▼▼▼

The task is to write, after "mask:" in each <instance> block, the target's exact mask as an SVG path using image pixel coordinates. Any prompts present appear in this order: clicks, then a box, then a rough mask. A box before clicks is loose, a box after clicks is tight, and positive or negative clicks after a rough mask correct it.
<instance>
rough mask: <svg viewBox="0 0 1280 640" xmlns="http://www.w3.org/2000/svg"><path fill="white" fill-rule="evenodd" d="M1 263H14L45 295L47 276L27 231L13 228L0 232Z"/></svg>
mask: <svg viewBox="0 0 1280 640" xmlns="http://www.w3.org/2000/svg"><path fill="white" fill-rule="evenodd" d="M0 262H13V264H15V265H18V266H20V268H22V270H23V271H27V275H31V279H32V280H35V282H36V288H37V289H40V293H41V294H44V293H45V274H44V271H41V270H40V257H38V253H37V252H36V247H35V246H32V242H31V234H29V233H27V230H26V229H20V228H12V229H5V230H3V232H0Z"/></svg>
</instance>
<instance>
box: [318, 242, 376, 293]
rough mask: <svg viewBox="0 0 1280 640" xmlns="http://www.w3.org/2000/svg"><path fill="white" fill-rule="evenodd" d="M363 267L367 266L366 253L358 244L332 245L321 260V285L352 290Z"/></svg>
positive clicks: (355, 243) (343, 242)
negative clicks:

▲▲▲
▼▼▼

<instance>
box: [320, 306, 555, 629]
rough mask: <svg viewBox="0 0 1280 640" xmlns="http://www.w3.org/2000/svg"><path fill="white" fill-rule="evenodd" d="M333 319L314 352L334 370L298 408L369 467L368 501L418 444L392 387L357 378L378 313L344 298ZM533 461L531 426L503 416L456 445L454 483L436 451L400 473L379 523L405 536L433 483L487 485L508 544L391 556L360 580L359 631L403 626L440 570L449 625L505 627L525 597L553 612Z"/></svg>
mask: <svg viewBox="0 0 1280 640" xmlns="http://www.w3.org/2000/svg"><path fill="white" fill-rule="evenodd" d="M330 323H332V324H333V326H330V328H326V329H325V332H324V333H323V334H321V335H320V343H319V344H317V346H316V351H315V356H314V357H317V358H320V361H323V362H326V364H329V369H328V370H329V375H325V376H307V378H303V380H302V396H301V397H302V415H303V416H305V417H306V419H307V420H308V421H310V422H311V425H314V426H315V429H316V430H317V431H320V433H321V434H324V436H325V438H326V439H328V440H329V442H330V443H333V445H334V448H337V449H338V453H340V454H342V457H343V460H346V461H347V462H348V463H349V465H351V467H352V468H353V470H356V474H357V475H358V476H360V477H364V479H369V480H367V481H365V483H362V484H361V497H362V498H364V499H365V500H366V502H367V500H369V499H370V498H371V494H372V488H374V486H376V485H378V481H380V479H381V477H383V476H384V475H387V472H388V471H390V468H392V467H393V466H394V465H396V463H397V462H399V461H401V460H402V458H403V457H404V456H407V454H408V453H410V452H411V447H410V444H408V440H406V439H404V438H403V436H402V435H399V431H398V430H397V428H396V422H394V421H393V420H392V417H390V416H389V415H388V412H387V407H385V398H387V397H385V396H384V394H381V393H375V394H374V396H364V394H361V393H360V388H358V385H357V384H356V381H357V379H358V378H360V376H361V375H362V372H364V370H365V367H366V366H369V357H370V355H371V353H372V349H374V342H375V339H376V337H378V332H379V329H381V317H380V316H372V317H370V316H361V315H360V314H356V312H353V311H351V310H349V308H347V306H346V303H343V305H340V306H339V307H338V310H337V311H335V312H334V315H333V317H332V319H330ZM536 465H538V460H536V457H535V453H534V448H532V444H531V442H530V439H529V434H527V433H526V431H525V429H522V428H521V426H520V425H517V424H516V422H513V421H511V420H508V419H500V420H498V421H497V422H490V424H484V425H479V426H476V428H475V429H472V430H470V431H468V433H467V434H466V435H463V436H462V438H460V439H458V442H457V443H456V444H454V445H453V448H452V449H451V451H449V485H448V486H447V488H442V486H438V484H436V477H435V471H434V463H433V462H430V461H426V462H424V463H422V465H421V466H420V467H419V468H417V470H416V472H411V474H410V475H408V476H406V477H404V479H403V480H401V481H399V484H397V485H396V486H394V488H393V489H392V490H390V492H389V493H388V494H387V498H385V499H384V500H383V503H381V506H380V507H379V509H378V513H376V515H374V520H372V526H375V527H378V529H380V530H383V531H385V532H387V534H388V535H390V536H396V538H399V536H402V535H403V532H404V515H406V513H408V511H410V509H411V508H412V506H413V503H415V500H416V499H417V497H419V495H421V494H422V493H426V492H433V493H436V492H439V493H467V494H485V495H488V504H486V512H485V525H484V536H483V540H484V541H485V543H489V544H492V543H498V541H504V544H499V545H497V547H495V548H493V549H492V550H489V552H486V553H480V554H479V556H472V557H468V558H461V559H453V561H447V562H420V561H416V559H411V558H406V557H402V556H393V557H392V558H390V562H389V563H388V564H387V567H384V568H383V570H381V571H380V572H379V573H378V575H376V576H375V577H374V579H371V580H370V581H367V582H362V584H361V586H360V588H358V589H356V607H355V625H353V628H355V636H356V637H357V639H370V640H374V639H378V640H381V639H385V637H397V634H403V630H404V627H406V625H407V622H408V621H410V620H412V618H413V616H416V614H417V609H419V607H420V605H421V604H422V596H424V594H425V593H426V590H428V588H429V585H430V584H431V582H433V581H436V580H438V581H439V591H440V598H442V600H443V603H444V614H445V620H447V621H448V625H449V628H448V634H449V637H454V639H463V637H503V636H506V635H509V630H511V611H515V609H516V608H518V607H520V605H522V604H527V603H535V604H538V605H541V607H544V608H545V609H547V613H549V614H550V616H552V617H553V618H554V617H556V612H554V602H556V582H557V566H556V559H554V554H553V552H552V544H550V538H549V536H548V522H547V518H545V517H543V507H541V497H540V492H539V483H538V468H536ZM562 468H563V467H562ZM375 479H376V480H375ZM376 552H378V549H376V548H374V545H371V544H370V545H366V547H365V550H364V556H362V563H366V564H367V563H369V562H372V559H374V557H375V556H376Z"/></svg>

▲▲▲

Work request: Copy the items verbatim, beginning at the line that contains "The task is" and stopping after the line that contains "263H14L45 295L47 276L27".

Reply to the exercise:
The task is to write, after "mask:" in each <instance> block, the target's exact mask as an SVG path using image pixel coordinates. Any prompts present appear in this order: clicks, then a box, then a rough mask. A box before clicks is loose, a box after clicks is tight, and positive or negative clicks after a rough mask correct it.
<instance>
rough mask: <svg viewBox="0 0 1280 640" xmlns="http://www.w3.org/2000/svg"><path fill="white" fill-rule="evenodd" d="M1 263H14L45 295L47 276L27 231L13 228L0 232Z"/></svg>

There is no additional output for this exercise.